*Direction*
Write out the lines below, from the one containing "like [(89, 168)]." to the one containing "[(104, 110)]", both included, as a JSON list of strings with one string per line and blank lines omitted.
=== The data ===
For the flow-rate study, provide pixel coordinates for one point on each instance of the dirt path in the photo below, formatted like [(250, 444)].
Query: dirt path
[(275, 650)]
===
=== The data ===
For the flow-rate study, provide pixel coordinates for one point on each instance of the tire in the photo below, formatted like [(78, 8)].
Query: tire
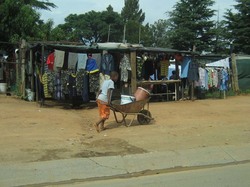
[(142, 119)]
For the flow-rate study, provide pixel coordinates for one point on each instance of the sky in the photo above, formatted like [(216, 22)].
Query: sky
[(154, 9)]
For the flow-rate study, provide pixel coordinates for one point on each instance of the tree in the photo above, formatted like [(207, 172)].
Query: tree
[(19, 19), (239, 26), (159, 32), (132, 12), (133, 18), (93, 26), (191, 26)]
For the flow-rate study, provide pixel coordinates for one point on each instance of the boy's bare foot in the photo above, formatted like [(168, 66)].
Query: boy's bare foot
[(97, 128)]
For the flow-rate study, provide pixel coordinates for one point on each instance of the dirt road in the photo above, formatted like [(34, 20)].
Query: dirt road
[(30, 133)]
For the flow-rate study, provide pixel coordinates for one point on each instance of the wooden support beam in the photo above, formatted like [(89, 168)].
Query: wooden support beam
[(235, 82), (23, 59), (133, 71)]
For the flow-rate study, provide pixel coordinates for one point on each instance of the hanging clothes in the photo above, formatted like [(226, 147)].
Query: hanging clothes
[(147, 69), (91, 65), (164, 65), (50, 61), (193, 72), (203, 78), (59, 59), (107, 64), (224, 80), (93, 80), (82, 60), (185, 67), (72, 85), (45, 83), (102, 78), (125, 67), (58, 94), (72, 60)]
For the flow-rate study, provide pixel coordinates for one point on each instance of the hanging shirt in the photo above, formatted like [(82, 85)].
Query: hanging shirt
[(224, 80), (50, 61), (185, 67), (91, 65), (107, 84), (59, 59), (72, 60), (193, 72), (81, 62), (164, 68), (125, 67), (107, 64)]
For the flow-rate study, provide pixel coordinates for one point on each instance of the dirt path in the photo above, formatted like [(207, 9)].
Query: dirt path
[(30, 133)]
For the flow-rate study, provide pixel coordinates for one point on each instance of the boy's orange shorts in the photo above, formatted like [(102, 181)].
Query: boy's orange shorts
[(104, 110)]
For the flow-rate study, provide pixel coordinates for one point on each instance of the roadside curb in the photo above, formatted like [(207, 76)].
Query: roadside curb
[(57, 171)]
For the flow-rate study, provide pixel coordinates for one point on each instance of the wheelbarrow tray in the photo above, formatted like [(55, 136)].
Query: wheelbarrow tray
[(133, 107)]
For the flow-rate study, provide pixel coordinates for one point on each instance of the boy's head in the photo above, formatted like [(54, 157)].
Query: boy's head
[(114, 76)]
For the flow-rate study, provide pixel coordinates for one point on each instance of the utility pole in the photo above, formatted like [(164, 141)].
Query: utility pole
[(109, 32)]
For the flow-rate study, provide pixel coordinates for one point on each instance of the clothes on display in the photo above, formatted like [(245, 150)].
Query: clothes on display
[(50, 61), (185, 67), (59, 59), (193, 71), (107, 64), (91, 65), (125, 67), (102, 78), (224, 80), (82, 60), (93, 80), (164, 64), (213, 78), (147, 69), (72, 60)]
===
=== The data ===
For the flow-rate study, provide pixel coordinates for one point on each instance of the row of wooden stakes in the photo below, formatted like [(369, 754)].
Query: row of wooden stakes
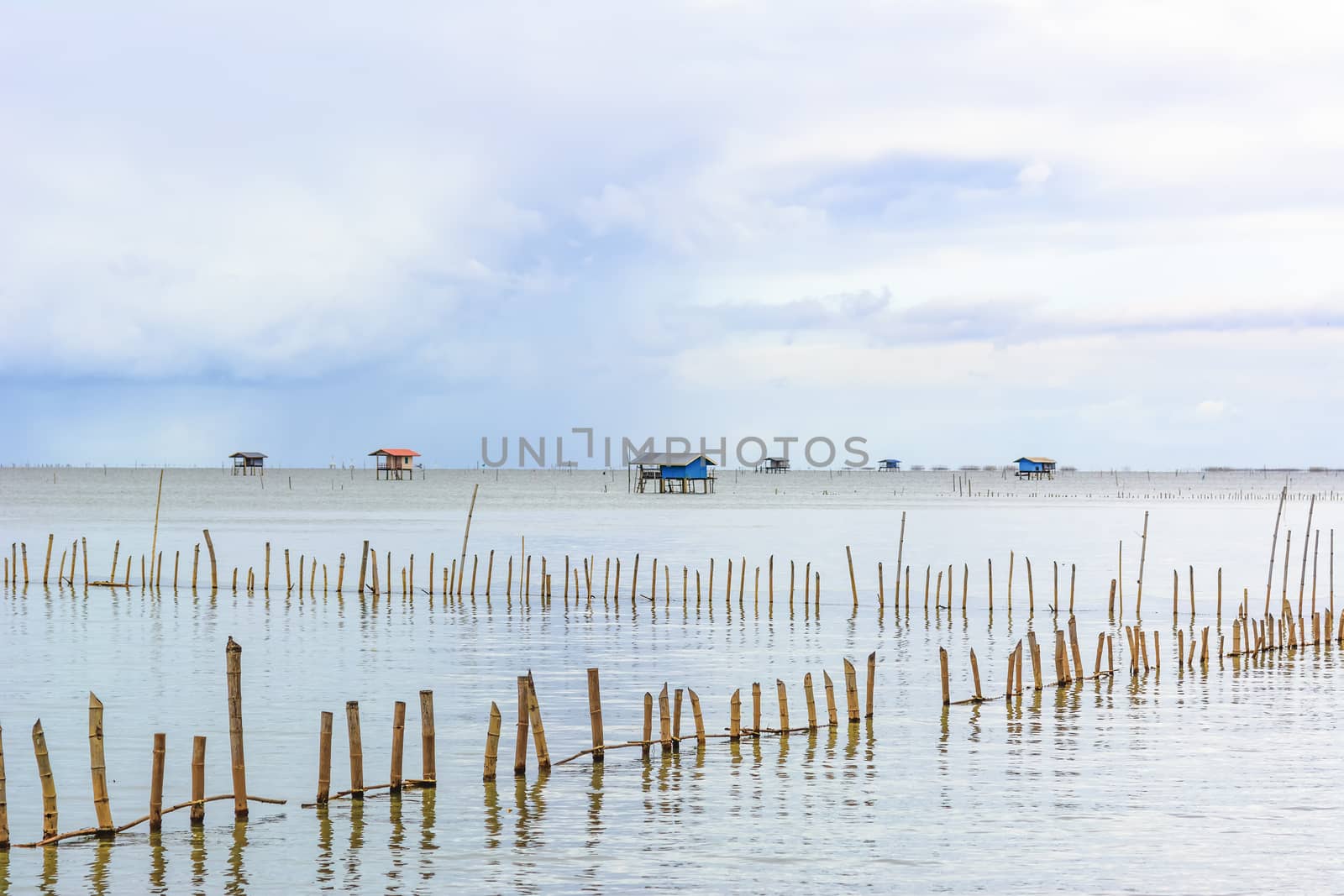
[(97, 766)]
===
*Finished answer*
[
  "For the flow-rate study, provide pixel coordinates for one point on each instance of the wooden support beam in the photo above, formatted like [(89, 168)].",
  "Query: wooden support beam",
  "[(235, 82), (23, 59), (133, 71)]",
  "For the flow-rate study, provide pixel coordinates for one point on each instance of the hanging clothes in the photo above, formatted like [(226, 147)].",
  "Query: hanging clothes",
  "[(147, 69), (91, 65), (164, 65), (50, 61), (193, 72), (203, 78), (59, 59), (107, 64), (224, 80), (93, 80), (82, 60), (185, 67), (72, 85), (45, 83), (102, 78), (125, 67), (58, 94), (72, 60)]",
  "For the flow-rate study, provide pixel coordinates for one point on each instance of the hanging shirt in the photo above, formatted like [(82, 85)].",
  "Query: hanging shirt",
  "[(224, 80), (50, 61), (185, 67), (91, 65), (107, 84), (59, 59), (72, 60), (193, 72), (81, 62), (164, 68), (125, 67), (107, 64)]",
  "For the flow-rate study, provide pixel coordinates for one point on each instance of the dirt path in the photo above, formatted like [(207, 9)].",
  "Query: dirt path",
  "[(30, 133)]",
  "For the flow-rate study, provide pixel coordinates for one point on each instance of the boy's orange shorts in the photo above, formatted like [(102, 181)].",
  "Query: boy's orange shorts",
  "[(104, 110)]"
]